Natural language region descriptions:

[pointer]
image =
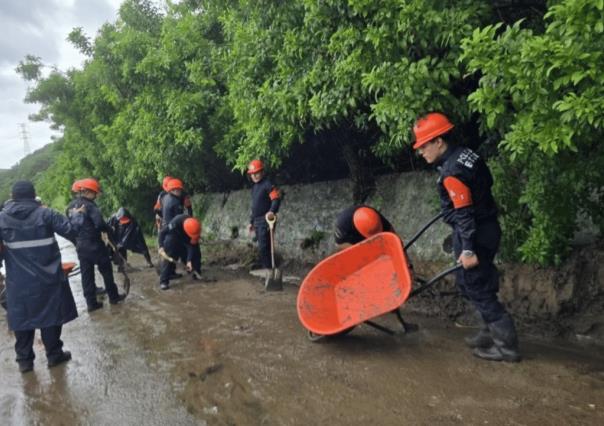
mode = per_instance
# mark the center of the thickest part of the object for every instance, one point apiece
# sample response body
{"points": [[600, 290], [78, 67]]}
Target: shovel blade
{"points": [[274, 280]]}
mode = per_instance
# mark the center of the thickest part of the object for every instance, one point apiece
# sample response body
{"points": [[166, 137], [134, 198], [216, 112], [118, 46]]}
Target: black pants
{"points": [[480, 285], [103, 262], [264, 241], [177, 250], [51, 337]]}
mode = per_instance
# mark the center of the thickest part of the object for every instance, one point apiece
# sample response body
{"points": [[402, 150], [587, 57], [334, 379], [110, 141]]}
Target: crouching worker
{"points": [[91, 248], [179, 239], [468, 206], [357, 223], [128, 235], [38, 293]]}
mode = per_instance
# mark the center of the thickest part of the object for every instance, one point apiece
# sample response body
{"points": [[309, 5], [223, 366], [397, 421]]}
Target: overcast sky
{"points": [[40, 28]]}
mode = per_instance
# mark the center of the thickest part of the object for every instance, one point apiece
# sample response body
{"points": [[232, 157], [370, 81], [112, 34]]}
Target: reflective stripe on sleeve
{"points": [[29, 244]]}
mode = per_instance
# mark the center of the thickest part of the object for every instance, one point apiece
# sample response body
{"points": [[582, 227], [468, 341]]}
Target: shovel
{"points": [[122, 263], [2, 292], [274, 281]]}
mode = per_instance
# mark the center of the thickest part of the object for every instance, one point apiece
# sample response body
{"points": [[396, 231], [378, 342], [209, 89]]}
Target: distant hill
{"points": [[31, 168]]}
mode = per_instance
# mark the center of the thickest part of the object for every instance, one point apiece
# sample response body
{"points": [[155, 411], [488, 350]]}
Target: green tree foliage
{"points": [[200, 89], [353, 73], [32, 167], [543, 95]]}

- **Task requirements**: Output the records above exactly, omitting the pictures.

- **Finished task**:
[pointer]
image =
mode = per_instance
# mark the center of the thickest part of the object for every instance, one point apiece
# sample response body
{"points": [[600, 290], [78, 67]]}
Target: shovel blade
{"points": [[274, 280]]}
mode = per_instance
# mark the center of the thickest part of the object for every instance, one point apiece
# sample response body
{"points": [[166, 137], [134, 198], [216, 112], [118, 46]]}
Target: black pants
{"points": [[480, 285], [103, 262], [264, 241], [177, 250], [51, 337]]}
mode = per_instance
# mark the center of the thickest part of the object for every instance, one point apiece
# sample response body
{"points": [[402, 150], [587, 57], [334, 379], [110, 141]]}
Target: crouching worker
{"points": [[91, 248], [179, 239], [468, 206], [357, 223], [128, 235], [38, 293]]}
mode = per_instance
# mark the center of the thickest part of the object for every instance, one point apiece
# sample response body
{"points": [[309, 5], [223, 366], [397, 421]]}
Target: overcast sky
{"points": [[40, 28]]}
mode = per_instance
# mark the center of the thickest part of the object for every instance, one point apiece
# sample response body
{"points": [[232, 157], [370, 81], [112, 34]]}
Target: reflective stripe on sleeve
{"points": [[29, 244]]}
mode = per_instance
# mark the center of the thickest part of the object for every instance, one point apiece
# sample response body
{"points": [[582, 227], [468, 341]]}
Target: shovel
{"points": [[122, 263], [2, 292], [274, 281]]}
mode = per_instance
# mark the center of the thickest part of the object for every instance, one point apiece
# sample response body
{"points": [[396, 231], [378, 342], [209, 89]]}
Target: distant hill
{"points": [[31, 168]]}
mode = per_instance
# mark the center of the thickest part of the object for every instance, one point apiece
# sample response body
{"points": [[155, 411], [488, 350]]}
Target: green tree foliage
{"points": [[200, 89], [353, 73], [32, 167], [543, 95]]}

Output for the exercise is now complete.